### Task goal
Convert the text of the records below into a JSON list of strings, with one string per line and blank lines omitted, and leave the pictures out of your answer.

### Supplied information
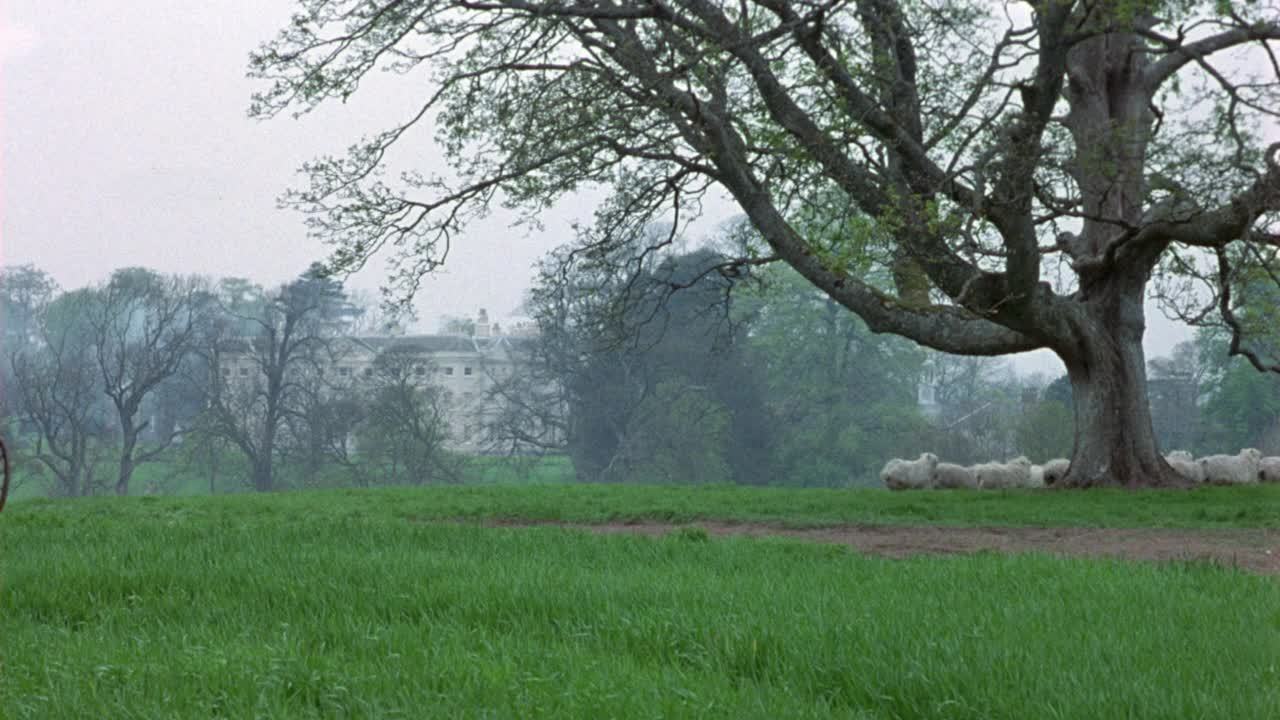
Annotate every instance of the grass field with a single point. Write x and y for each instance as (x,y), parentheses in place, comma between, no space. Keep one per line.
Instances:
(346,604)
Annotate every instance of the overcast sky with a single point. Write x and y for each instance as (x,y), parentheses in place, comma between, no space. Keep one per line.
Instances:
(126,142)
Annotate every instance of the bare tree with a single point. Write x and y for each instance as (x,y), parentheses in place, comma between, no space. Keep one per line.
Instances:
(260,378)
(927,164)
(60,393)
(144,326)
(405,433)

### Solved problem
[
  "Annotate every instance of the grass field with a single point. Write x and y for each instance as (x,y), parentheses in place, comma between, no space. Keep one per line.",
  "Instances:",
  "(346,604)",
  "Annotate every instance of the overcast sky with a single point. Write x and y for each instance as (x,y), parentheses in place, comma between, no space. Keep one per line.",
  "Instances:",
  "(126,142)",
  "Annotate every instance of the bare tree with a single point. Write x and y for each instance as (x,y), parentheses in place, comma between, no space. Keep one per line.",
  "Instances:",
  "(260,378)",
  "(927,164)",
  "(60,393)",
  "(144,326)",
  "(405,433)"
]